_Задание 1_. Соберите из записей все строки, где встречается слово «white». Регистр букв учитывается.

_Исходный фрагмент_.
== == ==
Тематически примыкает к первым произведениям Писемского повесть «Богатый жених», напечатанная в «Современнике» в 1851 г. Н.А. Добролюбов оставил дневниковую запись по поводу «Богатого жениха»:

«Я устыдился, и если не тот час принялся за дело, то по крайней мере сознал потребность труда, перестал заноситься в высшие сферы и мало-по-малу исправляюсь теперь, конечно, много здесь подействовало на меня и время, но не могу не сознать, что и чтение «Богатого жениха» также способствовало этому. Оно пробудило и определило для меня спавшую во мне и смутно понимаемую мною мысль о необходимости труда и показало все безобразие, пустоту и несчастье Шамиловых»1.

Образом Эльчанинова в «Боярщине», Бахтиярова в «Тюфяке» Писемский покажет со стороны комической, спустит с небес на землю печоринский тип в русской провинции, с образом Шамилова в «Богатом женихе» идущих им на смену рудиных.

В будущем ему и это поставят в строку:

«...Смех ради одного смеха, поражавший современников своей беспринципностью, безыдейностью, безысходностью и пессимизмом, обратите при этом внимание, что уже в первых повестях Писемского, задолго до появления романа его «Взбаламученное море», люди высшего образования, передовых идей и новых веяний выводятся возмутительными негодяями и пошляками и в этом отношении далеко оставляют за собой самых безобразных уродов необразованной среды»2.

А ведь действительно проблема – кто страшней. «Люди высшего образования, передовых идей и новых веяний»: Иван Карамазов, к примеру... Или «безобразный урод необразованной среды» – Смердяков?
== == ==
_Задание 2_. В каком журнале и в каком году, согласно фрагменту о Писемском, напечатали повесть «Богатый жених»?

(Записи данных)
== == ==
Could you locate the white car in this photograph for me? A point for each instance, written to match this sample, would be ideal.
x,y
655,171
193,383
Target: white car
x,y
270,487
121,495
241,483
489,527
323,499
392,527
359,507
== == ==
_Ответ 1_.
Could you locate the white car in this photograph for me? A point for each instance, written to match this sample, would be ideal.
Target: white car

_Ответ 2_. В «Современнике» в 1851 году.